— begin Page excerpt —

The legend of the East Village’s greatest photographer
Peter Hujar (1934–1987) is your favourite photographer’s photographer – a man who lived independently, crafting a life in downtown Manhattan that flourished between the Stonewall uprising of 1969 and the AIDS crisis of the 1980s.
Inside his East Village loft, Hujar mastered his craft, pursuing the art without the burdens of commerce. Liberated from the strictures of the market, Hujar created a body of work that is as broad in subject matter as it is refined in technique and as original in perspective.
A new exhibition, Peter Hujar: Speed of Life, looks at the work the legend left behind, three decades after his death. The show presents 140 photographs drawn from the Morgan Library & Museum, New York, the most comprehensive public collection of the artist’s work. Curated by Joel Smith, the exhibition adopts the traditional retrospective format while staying true to Hujar’s vision.

— end Page excerpt —
— begin Listed records —

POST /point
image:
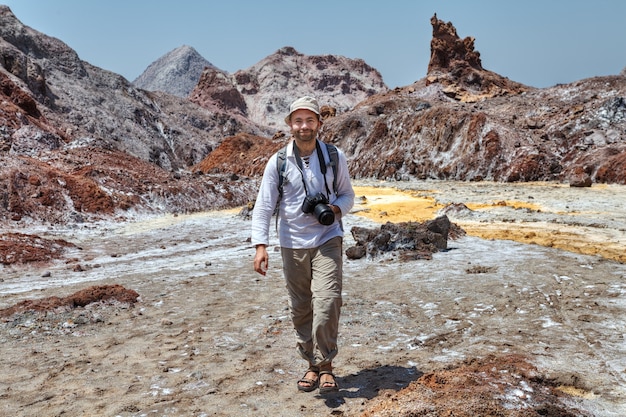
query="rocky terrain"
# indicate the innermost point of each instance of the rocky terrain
(69, 124)
(83, 151)
(176, 72)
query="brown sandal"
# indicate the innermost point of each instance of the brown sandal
(312, 384)
(328, 386)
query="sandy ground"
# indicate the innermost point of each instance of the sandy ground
(533, 308)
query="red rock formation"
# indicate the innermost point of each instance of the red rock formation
(455, 64)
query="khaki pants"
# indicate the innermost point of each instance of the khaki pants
(313, 278)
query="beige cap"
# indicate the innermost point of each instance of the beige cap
(307, 103)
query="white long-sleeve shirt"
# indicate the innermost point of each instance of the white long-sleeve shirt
(296, 229)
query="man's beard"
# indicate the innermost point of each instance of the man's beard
(305, 136)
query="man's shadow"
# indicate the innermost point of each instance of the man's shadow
(368, 383)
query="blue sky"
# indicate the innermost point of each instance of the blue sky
(536, 42)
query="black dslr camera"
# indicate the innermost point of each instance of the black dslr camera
(318, 205)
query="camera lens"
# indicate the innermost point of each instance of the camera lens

— end Listed records —

* [Complete the following]:
#1 Answer these questions using the piece on Peter Hujar:
(a) Between which two events did Hujar's life in downtown Manhattan flourish?
(b) Where did Hujar master his craft?
(c) How many photographs does the exhibition present, and from which collection are they drawn?
#2 Extend the piece on Peter Hujar with new material that follows directly after its final sentence.

* [Replies]:
#1
(a) The Stonewall uprising of 1969 and the AIDS crisis of the 1980s.
(b) Inside his East Village loft.
(c) 140 photographs, drawn from the Morgan Library & Museum, New York.

#2
“Hujar was a fully rounded artist for whom a portrait was the model for what art could be,” Smith reveals. “He wanted to deliver an empathetic, living image of his subject: intensely clear, but respectful of mysteries behind the surface. His landscapes, waterscapes, night views, still lifes, skyscrapers, interiors of ruins, are spellbinding, gorgeously printed — and interrelated. Hujar knew it all added up; whenever he could, he showed the most diverse facets of his work side by side. But not only did his career end far too soon; he never had the chance, or instinct, to spell out what held his art together, or to broadcast it to the world.”
In his lifetime, Hujar avoided the path taken by his contemporaries, such as Robert Mapplethorpe, which helped to transform the market for art photography during the 1970s and 80s. “What’s challenging, or tortuous, for one artist is a pleasure for another,” Smith explains. “Hujar’s art is full of vulnerability, self-questioning, complexity, and fatalistic humour. To go from that sensibility to the mindset of self-promotion was poison, to him; all he could do was hope his work would make its own case.”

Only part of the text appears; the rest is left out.